** To do **
From the data below, return each line in which the string "cheek" is found.

Items from a data source:
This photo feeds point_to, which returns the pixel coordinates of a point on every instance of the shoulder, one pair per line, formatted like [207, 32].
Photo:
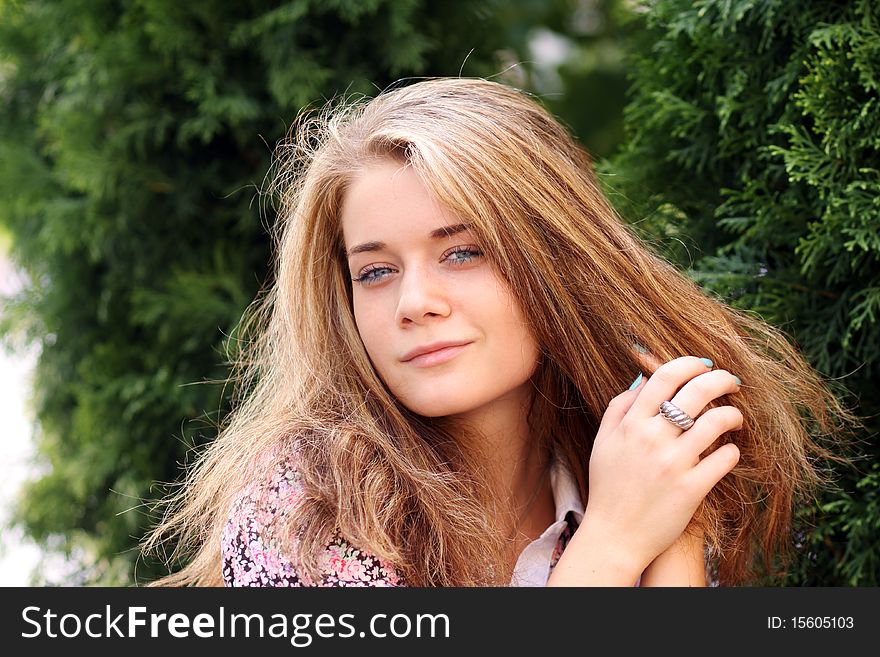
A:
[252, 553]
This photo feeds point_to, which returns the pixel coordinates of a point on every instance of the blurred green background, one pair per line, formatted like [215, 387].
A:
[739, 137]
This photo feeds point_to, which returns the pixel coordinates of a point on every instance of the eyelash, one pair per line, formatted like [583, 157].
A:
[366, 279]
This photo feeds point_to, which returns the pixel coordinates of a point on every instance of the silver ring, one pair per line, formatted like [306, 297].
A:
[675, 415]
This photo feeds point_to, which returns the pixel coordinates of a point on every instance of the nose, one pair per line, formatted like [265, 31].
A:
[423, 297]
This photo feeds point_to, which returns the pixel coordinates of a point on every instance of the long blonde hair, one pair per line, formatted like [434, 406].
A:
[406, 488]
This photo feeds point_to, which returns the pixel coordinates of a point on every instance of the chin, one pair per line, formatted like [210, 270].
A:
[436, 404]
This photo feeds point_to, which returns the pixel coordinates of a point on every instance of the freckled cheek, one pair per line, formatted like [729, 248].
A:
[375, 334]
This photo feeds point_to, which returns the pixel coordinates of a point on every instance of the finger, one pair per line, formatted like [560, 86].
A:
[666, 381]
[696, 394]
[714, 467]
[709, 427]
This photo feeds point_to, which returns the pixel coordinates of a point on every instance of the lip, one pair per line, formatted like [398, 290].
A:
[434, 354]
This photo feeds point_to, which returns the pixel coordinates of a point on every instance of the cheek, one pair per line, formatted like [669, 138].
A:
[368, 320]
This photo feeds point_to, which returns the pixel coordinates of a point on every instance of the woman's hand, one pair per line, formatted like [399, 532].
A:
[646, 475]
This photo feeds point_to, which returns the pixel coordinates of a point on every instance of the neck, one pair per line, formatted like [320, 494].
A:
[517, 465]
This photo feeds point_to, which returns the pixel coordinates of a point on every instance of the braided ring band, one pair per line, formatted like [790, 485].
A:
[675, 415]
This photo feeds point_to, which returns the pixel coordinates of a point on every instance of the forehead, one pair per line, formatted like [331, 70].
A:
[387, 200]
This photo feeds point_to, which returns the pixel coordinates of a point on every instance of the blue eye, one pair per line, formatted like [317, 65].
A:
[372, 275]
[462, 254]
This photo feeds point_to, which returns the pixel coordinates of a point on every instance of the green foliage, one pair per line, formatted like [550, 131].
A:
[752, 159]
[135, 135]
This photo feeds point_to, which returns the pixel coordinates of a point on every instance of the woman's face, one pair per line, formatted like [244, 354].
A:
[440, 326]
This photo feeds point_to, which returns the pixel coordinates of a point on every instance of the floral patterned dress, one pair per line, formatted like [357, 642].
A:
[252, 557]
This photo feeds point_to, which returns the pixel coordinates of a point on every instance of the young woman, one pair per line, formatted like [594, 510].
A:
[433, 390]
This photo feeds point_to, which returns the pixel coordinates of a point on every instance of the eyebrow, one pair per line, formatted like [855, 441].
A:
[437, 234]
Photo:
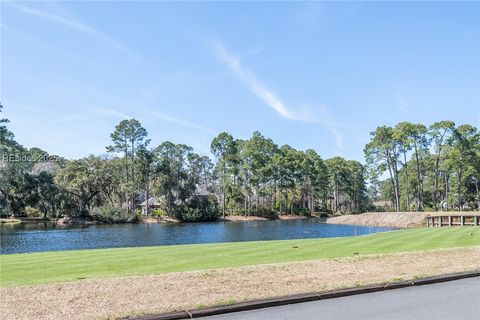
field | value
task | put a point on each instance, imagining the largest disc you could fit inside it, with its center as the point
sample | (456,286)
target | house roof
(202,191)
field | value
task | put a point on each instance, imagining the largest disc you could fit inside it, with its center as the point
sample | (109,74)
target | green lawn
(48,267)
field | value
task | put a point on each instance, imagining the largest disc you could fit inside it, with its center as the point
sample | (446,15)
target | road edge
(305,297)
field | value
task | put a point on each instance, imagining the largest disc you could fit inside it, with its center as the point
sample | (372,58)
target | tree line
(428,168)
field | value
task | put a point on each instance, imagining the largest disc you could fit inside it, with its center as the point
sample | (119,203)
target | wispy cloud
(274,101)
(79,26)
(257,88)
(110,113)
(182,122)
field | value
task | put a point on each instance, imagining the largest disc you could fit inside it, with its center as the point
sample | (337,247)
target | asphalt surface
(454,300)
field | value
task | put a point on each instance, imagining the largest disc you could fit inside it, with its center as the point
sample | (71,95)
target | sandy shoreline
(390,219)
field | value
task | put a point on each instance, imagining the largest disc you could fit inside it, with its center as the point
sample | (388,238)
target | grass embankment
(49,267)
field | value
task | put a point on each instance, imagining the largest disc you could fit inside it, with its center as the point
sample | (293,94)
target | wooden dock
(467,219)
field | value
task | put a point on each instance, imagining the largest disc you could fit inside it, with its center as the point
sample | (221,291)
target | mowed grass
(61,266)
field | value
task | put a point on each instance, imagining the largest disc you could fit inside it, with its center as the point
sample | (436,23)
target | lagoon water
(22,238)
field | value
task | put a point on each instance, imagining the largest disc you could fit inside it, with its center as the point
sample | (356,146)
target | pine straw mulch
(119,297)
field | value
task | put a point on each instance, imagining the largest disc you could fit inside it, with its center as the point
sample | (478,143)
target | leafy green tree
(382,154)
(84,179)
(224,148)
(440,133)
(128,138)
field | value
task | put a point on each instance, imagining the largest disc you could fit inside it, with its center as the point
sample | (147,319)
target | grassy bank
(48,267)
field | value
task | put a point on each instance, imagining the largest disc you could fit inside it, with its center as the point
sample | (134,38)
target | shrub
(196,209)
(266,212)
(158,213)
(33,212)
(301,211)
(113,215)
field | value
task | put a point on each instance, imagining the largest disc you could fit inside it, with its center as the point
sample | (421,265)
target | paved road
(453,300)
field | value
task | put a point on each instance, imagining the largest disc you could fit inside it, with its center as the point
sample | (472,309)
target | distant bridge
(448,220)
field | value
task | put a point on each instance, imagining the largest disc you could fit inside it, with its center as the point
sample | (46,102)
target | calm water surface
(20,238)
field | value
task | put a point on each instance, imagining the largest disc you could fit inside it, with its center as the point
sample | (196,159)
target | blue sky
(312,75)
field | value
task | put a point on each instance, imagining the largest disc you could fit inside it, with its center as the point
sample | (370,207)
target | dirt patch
* * *
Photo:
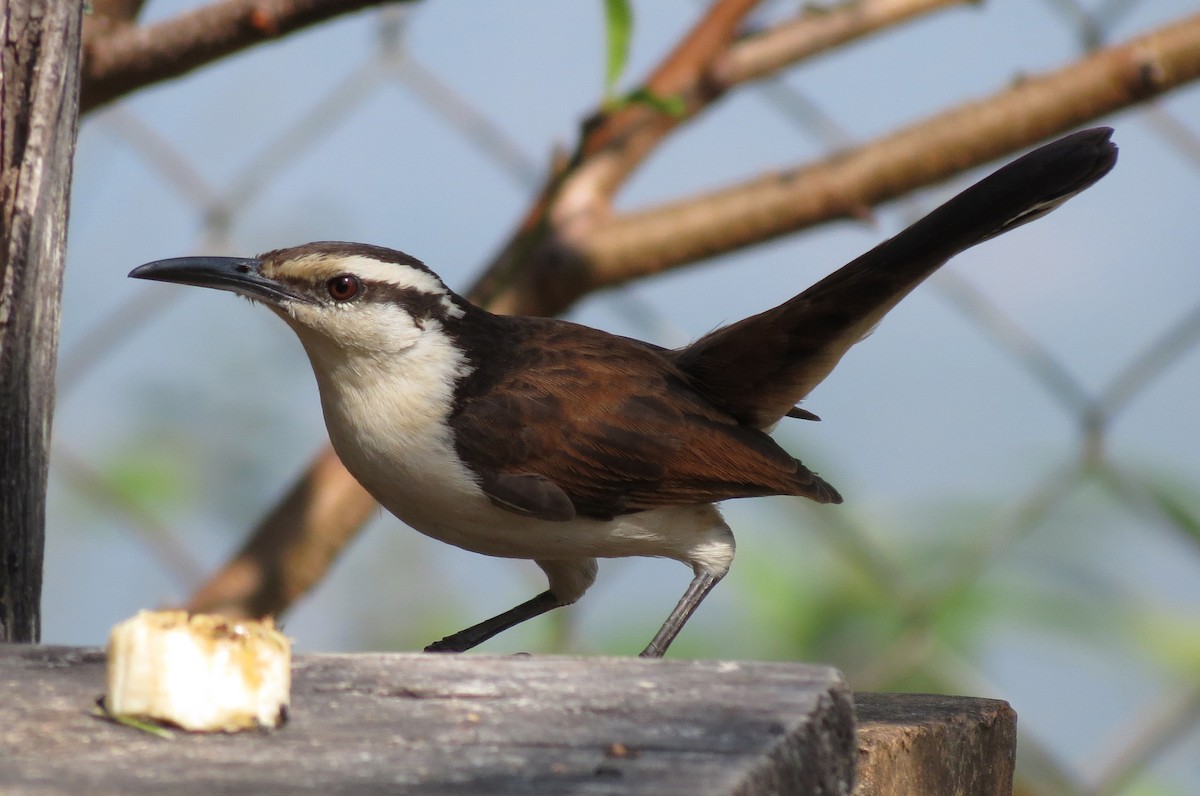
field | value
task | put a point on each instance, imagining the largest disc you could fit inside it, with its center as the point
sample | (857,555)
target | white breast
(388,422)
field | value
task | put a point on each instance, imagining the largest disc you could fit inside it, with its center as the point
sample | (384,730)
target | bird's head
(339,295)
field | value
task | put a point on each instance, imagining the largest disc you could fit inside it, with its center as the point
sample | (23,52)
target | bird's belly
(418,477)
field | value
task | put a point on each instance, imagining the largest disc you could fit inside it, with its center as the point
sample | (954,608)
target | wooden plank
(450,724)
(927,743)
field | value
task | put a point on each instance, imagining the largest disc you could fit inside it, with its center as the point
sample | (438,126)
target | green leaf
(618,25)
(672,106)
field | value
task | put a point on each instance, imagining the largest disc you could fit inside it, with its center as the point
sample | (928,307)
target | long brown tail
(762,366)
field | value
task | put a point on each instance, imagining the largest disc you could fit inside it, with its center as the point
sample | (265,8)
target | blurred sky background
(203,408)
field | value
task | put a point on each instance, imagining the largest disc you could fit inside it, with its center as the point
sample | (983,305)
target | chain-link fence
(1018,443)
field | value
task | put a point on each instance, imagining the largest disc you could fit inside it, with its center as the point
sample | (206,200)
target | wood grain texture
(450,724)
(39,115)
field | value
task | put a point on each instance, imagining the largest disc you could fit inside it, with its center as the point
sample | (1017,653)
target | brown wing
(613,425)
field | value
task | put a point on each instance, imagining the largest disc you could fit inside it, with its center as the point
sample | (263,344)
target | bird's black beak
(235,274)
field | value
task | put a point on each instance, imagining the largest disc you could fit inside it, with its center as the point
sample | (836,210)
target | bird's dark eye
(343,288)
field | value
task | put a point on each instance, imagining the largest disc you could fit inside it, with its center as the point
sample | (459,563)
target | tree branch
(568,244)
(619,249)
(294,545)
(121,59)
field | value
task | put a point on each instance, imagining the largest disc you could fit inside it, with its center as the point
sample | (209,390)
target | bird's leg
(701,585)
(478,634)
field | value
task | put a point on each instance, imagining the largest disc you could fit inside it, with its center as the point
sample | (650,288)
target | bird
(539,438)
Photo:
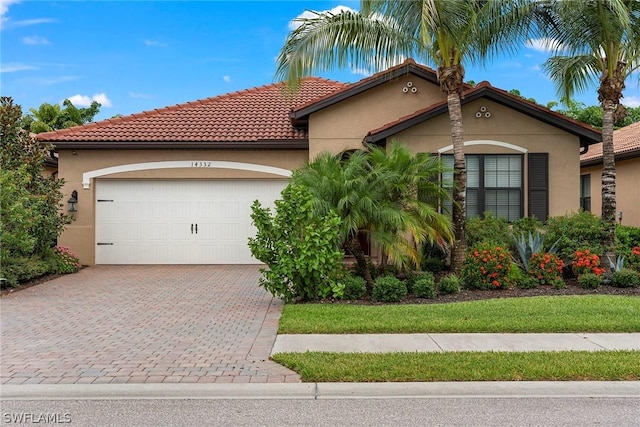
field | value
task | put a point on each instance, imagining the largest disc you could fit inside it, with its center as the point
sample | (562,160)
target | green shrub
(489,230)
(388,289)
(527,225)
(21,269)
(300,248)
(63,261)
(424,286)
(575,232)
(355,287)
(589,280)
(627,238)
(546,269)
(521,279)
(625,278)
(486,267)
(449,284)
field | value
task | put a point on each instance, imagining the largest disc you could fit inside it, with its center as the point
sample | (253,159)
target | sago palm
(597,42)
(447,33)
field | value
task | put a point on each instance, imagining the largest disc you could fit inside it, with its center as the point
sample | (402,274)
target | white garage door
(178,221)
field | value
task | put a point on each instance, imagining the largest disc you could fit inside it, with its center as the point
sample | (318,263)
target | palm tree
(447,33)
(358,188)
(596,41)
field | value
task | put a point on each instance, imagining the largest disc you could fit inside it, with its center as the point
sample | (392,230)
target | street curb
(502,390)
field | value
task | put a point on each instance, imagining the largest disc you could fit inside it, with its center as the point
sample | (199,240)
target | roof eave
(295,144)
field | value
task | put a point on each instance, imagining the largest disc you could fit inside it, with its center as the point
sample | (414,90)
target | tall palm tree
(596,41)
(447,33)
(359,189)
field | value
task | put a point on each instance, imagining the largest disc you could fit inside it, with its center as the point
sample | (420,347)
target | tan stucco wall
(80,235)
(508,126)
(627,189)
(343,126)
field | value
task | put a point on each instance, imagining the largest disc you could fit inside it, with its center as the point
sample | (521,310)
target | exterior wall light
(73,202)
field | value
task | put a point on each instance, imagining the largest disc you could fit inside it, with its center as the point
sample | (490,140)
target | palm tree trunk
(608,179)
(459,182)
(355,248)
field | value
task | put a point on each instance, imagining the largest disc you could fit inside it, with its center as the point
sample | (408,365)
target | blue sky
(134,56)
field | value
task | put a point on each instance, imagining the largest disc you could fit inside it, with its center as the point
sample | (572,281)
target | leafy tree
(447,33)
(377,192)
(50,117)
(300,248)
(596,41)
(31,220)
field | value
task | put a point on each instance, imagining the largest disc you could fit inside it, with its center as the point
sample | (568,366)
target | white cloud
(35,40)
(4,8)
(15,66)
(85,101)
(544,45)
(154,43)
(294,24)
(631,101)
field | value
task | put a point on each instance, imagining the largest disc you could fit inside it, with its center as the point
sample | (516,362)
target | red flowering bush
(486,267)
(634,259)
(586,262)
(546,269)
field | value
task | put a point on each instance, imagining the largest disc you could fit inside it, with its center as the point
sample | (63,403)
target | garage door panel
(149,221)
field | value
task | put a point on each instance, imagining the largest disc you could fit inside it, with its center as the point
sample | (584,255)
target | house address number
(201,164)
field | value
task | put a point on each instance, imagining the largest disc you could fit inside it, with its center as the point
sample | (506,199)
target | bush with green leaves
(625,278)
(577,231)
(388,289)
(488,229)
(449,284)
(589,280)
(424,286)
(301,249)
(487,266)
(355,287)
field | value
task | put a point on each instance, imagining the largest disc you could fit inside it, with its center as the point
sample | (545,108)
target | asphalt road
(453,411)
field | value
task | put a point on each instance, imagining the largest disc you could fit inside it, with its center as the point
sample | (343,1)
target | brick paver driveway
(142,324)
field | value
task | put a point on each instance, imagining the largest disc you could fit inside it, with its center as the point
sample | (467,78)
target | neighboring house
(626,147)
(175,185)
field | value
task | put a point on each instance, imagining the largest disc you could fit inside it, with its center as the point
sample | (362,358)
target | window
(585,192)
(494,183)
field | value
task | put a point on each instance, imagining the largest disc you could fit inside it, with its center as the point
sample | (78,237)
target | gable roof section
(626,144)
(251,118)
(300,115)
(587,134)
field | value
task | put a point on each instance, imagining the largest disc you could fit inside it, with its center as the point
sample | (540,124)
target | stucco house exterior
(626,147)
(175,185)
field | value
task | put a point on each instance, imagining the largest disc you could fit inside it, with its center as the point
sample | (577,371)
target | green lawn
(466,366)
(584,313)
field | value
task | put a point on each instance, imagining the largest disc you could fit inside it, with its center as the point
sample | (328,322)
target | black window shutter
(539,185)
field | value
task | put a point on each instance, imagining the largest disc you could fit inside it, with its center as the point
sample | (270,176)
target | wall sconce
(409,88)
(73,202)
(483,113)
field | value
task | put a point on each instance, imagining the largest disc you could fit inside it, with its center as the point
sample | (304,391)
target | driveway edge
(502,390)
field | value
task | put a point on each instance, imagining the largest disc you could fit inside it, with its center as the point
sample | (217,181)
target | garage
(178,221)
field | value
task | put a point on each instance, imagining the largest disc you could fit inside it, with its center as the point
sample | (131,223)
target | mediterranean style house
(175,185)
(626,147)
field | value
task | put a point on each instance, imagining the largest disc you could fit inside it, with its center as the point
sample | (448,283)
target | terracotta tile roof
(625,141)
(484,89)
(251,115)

** Solution to the exercise **
This photo feeds point_to, which returns the pixel coordinates of a point on every instance of the freckled cheek, one pair per line, formatted like [729, 248].
This photo feeds point_to, which returns the pixel coordinates of a point on every instance of the cheek, one pair per line, formatted like [669, 138].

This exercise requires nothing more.